WHAT YOU NEED TO DO >>
Copy every line of the records below into a single numbered list, omitting any blank lines.

SOURCE INFORMATION >>
----------

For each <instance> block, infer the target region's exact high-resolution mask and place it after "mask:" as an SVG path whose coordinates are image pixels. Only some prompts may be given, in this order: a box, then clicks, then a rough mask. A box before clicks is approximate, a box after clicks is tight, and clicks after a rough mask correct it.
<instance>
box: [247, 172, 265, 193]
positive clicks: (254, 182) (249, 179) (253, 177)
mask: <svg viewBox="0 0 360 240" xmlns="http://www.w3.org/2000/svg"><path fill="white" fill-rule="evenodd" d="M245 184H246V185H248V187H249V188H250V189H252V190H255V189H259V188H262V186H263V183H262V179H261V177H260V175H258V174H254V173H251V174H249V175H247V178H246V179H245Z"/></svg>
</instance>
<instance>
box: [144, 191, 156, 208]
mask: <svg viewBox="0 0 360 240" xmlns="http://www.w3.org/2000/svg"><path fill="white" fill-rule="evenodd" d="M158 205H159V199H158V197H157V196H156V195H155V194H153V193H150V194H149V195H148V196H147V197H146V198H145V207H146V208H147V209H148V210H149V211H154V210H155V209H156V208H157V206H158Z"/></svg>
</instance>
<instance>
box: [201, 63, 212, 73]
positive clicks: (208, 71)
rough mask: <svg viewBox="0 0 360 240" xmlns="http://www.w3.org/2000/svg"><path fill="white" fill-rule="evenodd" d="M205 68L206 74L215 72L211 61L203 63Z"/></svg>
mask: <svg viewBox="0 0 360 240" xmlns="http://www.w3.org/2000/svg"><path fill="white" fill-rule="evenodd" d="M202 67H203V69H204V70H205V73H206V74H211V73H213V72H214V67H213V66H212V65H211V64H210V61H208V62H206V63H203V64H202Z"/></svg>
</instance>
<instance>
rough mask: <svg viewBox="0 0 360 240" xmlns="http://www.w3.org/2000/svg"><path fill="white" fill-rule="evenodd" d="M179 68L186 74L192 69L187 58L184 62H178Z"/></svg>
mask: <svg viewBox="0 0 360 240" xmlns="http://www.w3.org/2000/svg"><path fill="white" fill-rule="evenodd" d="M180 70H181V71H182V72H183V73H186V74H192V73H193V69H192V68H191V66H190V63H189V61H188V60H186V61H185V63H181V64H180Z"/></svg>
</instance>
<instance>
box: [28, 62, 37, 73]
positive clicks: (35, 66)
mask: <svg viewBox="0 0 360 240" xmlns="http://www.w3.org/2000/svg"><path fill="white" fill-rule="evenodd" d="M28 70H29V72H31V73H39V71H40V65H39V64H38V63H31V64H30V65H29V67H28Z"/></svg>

----------

FINISHED EXERCISE >>
1. For each <instance> block, infer the target region's exact high-resolution mask and place it after "mask:" as an SVG path whose coordinates are image pixels. Only some prompts may be given, in this order: a box, then clicks, then a rough mask. A box before clicks is approximate, a box after clicks is tight, and clicks after a rough mask correct it.
2. <instance>
3. box: [247, 172, 265, 193]
4. positive clicks: (254, 182) (249, 179) (253, 177)
5. mask: <svg viewBox="0 0 360 240" xmlns="http://www.w3.org/2000/svg"><path fill="white" fill-rule="evenodd" d="M245 184H246V185H248V187H249V188H250V189H252V190H255V189H259V188H262V186H263V183H262V179H261V177H260V175H258V174H254V173H251V174H249V175H247V178H246V179H245Z"/></svg>
6. </instance>
7. <instance>
8. box: [144, 191, 156, 208]
9. mask: <svg viewBox="0 0 360 240" xmlns="http://www.w3.org/2000/svg"><path fill="white" fill-rule="evenodd" d="M158 205H159V199H158V197H157V196H156V195H155V194H153V193H150V194H149V195H148V196H147V197H146V198H145V207H146V208H147V209H148V210H149V211H154V210H155V209H156V208H157V206H158Z"/></svg>
10. </instance>
11. <instance>
12. box: [201, 63, 212, 73]
13. positive clicks: (208, 71)
14. rough mask: <svg viewBox="0 0 360 240" xmlns="http://www.w3.org/2000/svg"><path fill="white" fill-rule="evenodd" d="M205 68L206 74L215 72L211 61L203 63Z"/></svg>
15. mask: <svg viewBox="0 0 360 240" xmlns="http://www.w3.org/2000/svg"><path fill="white" fill-rule="evenodd" d="M202 67H203V69H204V70H205V73H206V74H211V73H213V72H214V67H213V66H212V65H211V64H210V61H208V62H206V63H203V64H202Z"/></svg>
16. </instance>
17. <instance>
18. rough mask: <svg viewBox="0 0 360 240" xmlns="http://www.w3.org/2000/svg"><path fill="white" fill-rule="evenodd" d="M179 68L186 74L192 69L187 58L184 62H178Z"/></svg>
19. mask: <svg viewBox="0 0 360 240" xmlns="http://www.w3.org/2000/svg"><path fill="white" fill-rule="evenodd" d="M180 70H181V71H182V72H183V73H186V74H192V73H193V69H192V68H191V66H190V63H189V61H188V60H186V61H185V63H181V64H180Z"/></svg>
20. </instance>
21. <instance>
22. box: [28, 62, 37, 73]
23. positive clicks: (35, 66)
24. mask: <svg viewBox="0 0 360 240" xmlns="http://www.w3.org/2000/svg"><path fill="white" fill-rule="evenodd" d="M28 70H29V72H31V73H39V71H40V65H39V64H38V63H31V64H30V65H29V67H28Z"/></svg>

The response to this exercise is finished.